**Esercizio 1**
Stabilisci se ciascuna affermazione concorda con la recensione del Trovatore torinese, rispondendo sì o no e citando le parole decisive della recensione: (a) lo spettacolo recupera una produzione bolognese del 2005; (b) il Teatro Regio di Torino apre la stagione con Siberia di Umberto Giordano; (c) secondo il libretto, Azucena è sveglia durante il duetto Manrico-Leonora in carcere.
**Esercizio 2**
Continua la recensione del Trovatore torinese a partire dall'ultima frase riportata.

Una volta era l’opera della trilogia popolare verdiana meno rappresentata, ora non c’è teatro in Italia che non la metta in scena e molti aprono la loro stagione lirica proprio con Il trovatore, così come fa il Teatro Regio di Torino.

Per l’inaugurazione era prevista una rara opera di Umberto Giordano, Siberia, ma le vicissitudini subite col cambio di soprintendente e le conseguenti dimissioni del direttore musicale Gianandrea Noseda hanno portato a una rivoluzione nel cartellone che ora si presenta in forma del tutto autarchica: solo opere di autori italiani, le più popolari e in allestimenti di rassicurante tradizione, come questo spettacolo che recupera una produzione bolognese del 2005.

Ben distante da Le trouvère “lunaire” parmense di Robert Wilson – anche se qui un’enorme luna piena sovrasta la scena – la regia di Paul Curran non aveva destato soverchi entusiasmi tredici anni fa e non li desta neppure adesso. La lettura del regista scozzese è lineare, descrittiva e non si scosta dalla tradizione anche se sposta l’ambientazione in epoca risorgimentale, quella della composizone dell’opera (1851-1853), che i costumi di Kevin Knight aiutano a definire: i soldati del Conte con le loro giubbe rosse qui sembrano volontari di Garibaldi e le donne sfoggiano ampie gonne e corpetti stretti in vita. Alcune trovate sceniche vanno contro la drammaturgia prevista da Verdi, come la presenza di Azucena durante duetto Manrico-Leonora in carcere, mentre il libretto prescrive che si svegli solo poco prima del finale in cerca del figlio. O come l’uccisione di Manrico in scena, con una pistola finta di cui si sente il clic fuori tempo sul tremolo degli archi prima del finale in fortissimo.

**Dati registrati**
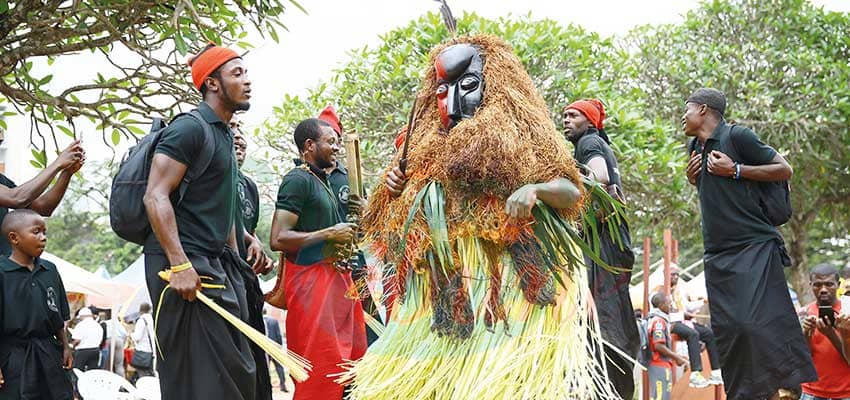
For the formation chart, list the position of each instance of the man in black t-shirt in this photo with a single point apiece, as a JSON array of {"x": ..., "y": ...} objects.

**Risposta scritta 1**
(a) Sì: «questo spettacolo che recupera una produzione bolognese del 2005».
(b) No: «molti aprono la loro stagione lirica proprio con Il trovatore, così come fa il Teatro Regio di Torino».
(c) No: «il libretto prescrive che si svegli solo poco prima del finale in cerca del figlio».

**Risposta scritta 2**
Il regista evidenzia il clima bellico e passionale dell’opera nella scena dell’accampamento che apre il terzo quadro, “Il figlio della zingara”. Prima ancora che si ascoltino le note di inizio, una donna urlante irrompe davanti al sipario braccata da due soldati. La stessa donna la vedremo insanguinata ed esamine alla fine della scena. I disastri della guerra non hanno età e colpiscono sempre i più deboli e le donne in primis. Le scenografie, dello stesso Kevin Knight, sono formate da un’alta scalinata che scorre e si apre per formare altri spazi, e da due bastioni laterali, il tutto scuro e incombente. Le tenebre qui regnano sovrane, punteggiate dalle fioche lampade delle religiose e dalle fiaccole dei monaci durante il Miserere.

All’atmosfera cupa in scena corrisponde la direzione piena di contrasti di Pinchas Steinberg che sceglie la tradizione dei tagli e dei rallentandi per la sua lettura della partitura, non priva di efficacia, però non evita talora l’effetto zum-pa-pa di certi accompagnamenti.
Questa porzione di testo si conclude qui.